## PROBLEM REQUIREMENTS
Begin with the line containing "the camera strap" and copy each line exactly through the last line of the entries, inclusive.
*** SOURCE MATERIAL ***
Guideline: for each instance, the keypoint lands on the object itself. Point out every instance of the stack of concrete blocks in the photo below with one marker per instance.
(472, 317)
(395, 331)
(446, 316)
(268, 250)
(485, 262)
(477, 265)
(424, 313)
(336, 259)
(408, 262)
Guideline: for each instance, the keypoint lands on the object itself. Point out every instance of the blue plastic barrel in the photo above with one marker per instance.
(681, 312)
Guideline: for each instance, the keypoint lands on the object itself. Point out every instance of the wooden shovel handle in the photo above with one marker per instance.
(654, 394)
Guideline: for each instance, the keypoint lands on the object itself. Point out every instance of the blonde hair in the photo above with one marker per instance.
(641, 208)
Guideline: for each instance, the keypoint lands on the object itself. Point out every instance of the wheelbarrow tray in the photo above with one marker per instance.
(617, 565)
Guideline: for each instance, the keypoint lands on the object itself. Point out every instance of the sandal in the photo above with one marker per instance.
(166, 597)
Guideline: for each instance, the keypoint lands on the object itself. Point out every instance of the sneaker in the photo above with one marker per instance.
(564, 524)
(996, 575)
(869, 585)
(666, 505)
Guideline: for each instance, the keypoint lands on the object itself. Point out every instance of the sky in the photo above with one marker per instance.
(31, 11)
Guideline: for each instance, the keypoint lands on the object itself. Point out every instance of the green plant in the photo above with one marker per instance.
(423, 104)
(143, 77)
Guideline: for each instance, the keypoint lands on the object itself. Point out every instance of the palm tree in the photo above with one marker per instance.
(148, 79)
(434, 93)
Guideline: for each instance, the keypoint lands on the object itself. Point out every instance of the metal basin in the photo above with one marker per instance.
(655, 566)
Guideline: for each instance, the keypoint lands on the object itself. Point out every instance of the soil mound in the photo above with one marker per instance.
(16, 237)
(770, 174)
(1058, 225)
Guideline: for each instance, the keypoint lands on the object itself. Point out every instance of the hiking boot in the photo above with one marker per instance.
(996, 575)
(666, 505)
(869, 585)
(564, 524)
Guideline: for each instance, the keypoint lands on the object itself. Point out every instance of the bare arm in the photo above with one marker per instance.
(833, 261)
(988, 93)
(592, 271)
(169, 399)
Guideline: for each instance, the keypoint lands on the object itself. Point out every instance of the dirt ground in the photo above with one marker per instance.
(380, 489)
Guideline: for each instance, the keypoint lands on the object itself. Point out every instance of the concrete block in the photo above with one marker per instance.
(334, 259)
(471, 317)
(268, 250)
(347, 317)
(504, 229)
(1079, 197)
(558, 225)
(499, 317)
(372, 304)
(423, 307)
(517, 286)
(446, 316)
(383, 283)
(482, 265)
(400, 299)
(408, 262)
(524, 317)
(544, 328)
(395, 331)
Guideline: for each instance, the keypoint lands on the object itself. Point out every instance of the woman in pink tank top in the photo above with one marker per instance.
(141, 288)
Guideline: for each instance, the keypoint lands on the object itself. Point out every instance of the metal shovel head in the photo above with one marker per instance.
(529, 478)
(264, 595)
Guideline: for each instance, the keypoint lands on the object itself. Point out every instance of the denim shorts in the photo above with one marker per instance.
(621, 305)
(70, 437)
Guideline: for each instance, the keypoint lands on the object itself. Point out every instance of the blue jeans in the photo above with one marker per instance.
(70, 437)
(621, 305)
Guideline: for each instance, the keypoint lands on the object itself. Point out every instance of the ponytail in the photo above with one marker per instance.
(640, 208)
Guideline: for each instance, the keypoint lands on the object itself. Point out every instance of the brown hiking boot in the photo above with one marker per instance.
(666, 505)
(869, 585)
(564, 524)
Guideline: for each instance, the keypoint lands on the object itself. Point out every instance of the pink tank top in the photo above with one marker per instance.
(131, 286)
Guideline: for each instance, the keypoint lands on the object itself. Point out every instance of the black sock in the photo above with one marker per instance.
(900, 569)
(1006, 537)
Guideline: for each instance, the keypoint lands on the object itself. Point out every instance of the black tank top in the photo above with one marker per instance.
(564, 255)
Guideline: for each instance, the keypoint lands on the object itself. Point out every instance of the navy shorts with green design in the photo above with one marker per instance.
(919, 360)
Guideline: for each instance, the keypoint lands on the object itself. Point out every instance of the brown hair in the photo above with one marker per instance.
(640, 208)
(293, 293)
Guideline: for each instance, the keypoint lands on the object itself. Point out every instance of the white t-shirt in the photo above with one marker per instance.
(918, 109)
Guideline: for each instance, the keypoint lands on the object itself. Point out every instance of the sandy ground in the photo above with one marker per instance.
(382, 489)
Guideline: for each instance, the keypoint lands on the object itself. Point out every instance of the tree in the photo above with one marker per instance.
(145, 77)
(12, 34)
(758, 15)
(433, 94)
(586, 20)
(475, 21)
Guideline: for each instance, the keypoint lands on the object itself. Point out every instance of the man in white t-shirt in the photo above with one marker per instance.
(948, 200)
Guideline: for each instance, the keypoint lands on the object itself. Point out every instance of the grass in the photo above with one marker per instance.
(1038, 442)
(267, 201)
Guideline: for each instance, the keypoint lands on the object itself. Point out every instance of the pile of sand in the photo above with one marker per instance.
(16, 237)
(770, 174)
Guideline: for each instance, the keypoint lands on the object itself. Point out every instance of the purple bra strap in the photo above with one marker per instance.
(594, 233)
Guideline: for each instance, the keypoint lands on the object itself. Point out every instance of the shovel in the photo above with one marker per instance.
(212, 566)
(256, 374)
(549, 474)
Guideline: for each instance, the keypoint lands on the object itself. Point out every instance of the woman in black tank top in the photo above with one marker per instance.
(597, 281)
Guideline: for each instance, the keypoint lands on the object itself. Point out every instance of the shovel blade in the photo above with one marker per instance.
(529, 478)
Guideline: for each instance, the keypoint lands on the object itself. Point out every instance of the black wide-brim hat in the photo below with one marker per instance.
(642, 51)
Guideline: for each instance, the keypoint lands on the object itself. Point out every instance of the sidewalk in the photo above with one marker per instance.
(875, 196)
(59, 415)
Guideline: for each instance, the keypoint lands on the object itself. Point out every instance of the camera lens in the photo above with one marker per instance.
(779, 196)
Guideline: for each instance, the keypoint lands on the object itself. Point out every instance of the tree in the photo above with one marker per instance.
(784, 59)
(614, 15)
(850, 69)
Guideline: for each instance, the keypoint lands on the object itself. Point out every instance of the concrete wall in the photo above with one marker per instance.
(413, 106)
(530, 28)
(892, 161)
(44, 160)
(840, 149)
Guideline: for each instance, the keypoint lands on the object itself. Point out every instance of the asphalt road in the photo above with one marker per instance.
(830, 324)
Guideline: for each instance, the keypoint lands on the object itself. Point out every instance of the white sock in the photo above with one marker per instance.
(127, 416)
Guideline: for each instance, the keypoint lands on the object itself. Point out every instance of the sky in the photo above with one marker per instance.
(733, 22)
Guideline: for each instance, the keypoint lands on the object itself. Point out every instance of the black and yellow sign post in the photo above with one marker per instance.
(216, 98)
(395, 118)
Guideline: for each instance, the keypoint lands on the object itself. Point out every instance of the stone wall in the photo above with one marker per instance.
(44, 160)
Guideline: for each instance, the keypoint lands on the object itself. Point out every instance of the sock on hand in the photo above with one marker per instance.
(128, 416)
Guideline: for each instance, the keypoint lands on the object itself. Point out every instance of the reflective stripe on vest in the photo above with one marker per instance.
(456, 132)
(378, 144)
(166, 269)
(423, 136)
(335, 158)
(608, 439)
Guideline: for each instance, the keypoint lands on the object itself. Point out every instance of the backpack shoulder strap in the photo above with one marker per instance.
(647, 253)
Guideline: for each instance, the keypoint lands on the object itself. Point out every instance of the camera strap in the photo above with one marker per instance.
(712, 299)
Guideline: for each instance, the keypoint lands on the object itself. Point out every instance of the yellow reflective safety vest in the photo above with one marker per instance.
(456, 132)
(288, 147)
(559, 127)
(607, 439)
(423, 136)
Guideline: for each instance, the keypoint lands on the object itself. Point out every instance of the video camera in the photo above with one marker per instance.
***
## CORRECT RESPONSE
Guideline: for each instance, the keypoint lands on the object itself. Point out every instance of the camera strap in the photo above with one marker per instance.
(712, 299)
Guideline: for each instance, the keypoint lands on the object itself. Point out every instance of the yellow reflective safety vest in the photo above with one marker per instance.
(456, 132)
(288, 147)
(559, 127)
(607, 439)
(423, 136)
Guideline: for each instance, the keypoint lands on the object itself. Point out every instance of the video camera in the photo above with one marker per instance.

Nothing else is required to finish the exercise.